▶ [Task requirements]:
Return the data that follows exactly as it appears. Pictures do not belong in the copy.

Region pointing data
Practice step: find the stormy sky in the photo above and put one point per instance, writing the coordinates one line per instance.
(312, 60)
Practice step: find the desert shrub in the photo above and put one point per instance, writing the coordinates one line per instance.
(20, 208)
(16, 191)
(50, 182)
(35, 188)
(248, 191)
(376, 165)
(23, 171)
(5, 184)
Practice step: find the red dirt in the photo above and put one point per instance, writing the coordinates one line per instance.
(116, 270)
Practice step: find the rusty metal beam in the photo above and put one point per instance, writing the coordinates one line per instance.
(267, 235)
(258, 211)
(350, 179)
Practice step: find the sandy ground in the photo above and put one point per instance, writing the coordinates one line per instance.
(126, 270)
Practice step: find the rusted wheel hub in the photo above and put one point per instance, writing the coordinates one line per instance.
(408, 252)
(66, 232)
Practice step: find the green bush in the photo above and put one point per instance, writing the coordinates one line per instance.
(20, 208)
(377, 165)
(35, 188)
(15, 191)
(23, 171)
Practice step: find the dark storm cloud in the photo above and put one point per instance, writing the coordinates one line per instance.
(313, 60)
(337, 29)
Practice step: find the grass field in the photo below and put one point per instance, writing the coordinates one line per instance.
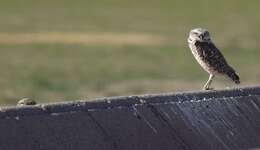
(64, 50)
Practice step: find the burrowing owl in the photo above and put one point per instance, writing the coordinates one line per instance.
(209, 57)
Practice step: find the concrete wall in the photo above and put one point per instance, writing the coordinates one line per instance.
(217, 120)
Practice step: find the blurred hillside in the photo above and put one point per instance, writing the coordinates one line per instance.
(63, 49)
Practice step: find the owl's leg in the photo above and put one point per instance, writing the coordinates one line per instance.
(207, 85)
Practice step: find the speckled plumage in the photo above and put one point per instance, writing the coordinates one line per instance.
(209, 56)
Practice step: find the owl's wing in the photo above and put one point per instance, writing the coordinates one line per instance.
(211, 55)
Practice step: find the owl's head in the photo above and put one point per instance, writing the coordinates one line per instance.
(199, 34)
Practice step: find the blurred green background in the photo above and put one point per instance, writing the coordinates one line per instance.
(56, 50)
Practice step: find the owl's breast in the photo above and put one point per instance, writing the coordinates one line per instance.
(201, 58)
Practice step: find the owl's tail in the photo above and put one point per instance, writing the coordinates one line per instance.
(232, 75)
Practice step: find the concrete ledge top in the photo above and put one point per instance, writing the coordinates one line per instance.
(213, 120)
(126, 101)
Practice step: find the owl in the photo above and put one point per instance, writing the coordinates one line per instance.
(209, 56)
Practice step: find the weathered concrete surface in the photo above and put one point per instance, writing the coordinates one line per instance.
(217, 120)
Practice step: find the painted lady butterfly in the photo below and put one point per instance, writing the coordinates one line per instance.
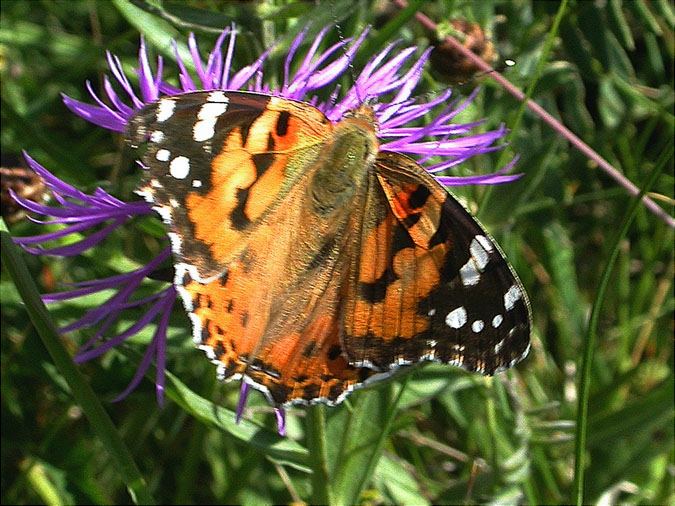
(309, 261)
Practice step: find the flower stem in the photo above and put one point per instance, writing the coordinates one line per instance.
(316, 444)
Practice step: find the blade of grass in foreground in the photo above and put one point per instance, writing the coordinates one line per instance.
(591, 334)
(101, 424)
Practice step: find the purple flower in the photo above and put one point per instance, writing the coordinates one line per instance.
(387, 80)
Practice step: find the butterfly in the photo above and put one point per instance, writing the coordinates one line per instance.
(309, 261)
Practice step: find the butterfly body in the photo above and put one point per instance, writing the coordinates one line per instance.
(308, 260)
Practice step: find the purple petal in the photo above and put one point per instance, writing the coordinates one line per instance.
(281, 421)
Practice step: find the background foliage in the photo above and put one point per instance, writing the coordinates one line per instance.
(453, 437)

▶ [Response to the exercise]:
Practice step: find the stormy sky in the photo above and put one point per instance, writing the coordinates one line per instance.
(312, 60)
Practice step: find the desert shrub in the photo above and put one point per instance, writing the coordinates one line per instance.
(20, 208)
(16, 191)
(50, 182)
(35, 188)
(248, 191)
(376, 165)
(23, 171)
(5, 184)
Practice step: find the red dirt in the photo above and put one point per instance, writing the coordinates one line per instance.
(116, 270)
Practice step: find the rusty metal beam in the photo above and put one point per instance, writing the coordinates one line per instance.
(267, 235)
(258, 211)
(350, 179)
Practice step: find the sandy ground in the photo above and put one point per instance, writing the coordinates one line per instance.
(126, 270)
Practice step: find the rusted wheel hub in the photo above and put one point per instance, writing the coordinates one line per instance.
(408, 252)
(66, 232)
Practice step: find the green bush in the photo above and put one point per instance, writing the coordinates one line per instance.
(20, 208)
(377, 165)
(35, 188)
(15, 191)
(23, 171)
Practice step: find the dark storm cloud in the photo above and put one point per instance, writing the coordinates one line per instance.
(313, 60)
(337, 29)
Practice step: find the grass field in the photo below and put one point per instance, writing the coordinates one line per instance.
(64, 50)
Practice step: find the burrowing owl in the photo above and put one point per instance, writing the coordinates one line per instance.
(209, 57)
Practice step: find the concrete wall in the photo above and put one point per instance, writing the coordinates one line per instance.
(217, 120)
Practice step: find the blurred hillside in the photo above and put one point per instance, writing the coordinates one line per instance.
(63, 49)
Practice step: find the owl's leg in the photo above and put one point per instance, writing the coordinates one line per instance.
(207, 85)
Practice step: find the speckled plumage in the photo above and put one point per instance, writing the coordinates one line per instance.
(209, 56)
Practice step: find the owl's wing in the photo above and put one point per instance, writing the coordinates one line per instance.
(211, 55)
Practice step: find the owl's head in the photo above and put one point per instance, writing the coordinates one line per instance.
(199, 34)
Practice step: find the blurred green background in the photo above and put one point per instance, writing the coordinates one line per instance.
(56, 50)
Practice step: find the owl's breast in the photo above and put one point per instance, writing the coordinates one line per instance.
(201, 58)
Practice step: find the owl's tail in the photo above and put one point per instance, writing the coordinates one line per instance.
(232, 75)
Practice step: find the concrete ledge top in the photo above and put one point per instance, writing the coordinates one line per instance.
(213, 120)
(126, 101)
Practice step: find the owl in the photo above and put one point per instance, writing the coordinates one line per instance.
(209, 56)
Practice step: find the weathered concrete surface in the photo above and put one point per instance, writing the coordinates one line per instance.
(217, 120)
Practice step: find the painted lady butterfly in the photo below and put one point per instance, writing the coordinates one line per instance.
(309, 261)
Practice step: find the flower stem in the photo above and put one point per instance, writing the coordinates one line per instance.
(316, 444)
Practice step: find the blade of grass in foreground in the photo above and put one point per instance, writing the coordinates one line per instance.
(591, 334)
(101, 424)
Practice step: find the purple flower in the photo above and put one point per instance, writing the coordinates one line per instance.
(387, 80)
Practice step: find the butterfly in the photo above and put one point per instance, writing the coordinates one line per instance.
(309, 261)
Practice step: find the butterfly body in the photo above and put one point per instance, writing the coordinates one line per instance.
(308, 260)
Practice step: find the purple petal in the photo above and put one point per instance, writing the coordinates one line per instance.
(281, 421)
Practice step: find the background foliage in the photo above and put one point per instance, writing the coordinates one line per instance.
(453, 437)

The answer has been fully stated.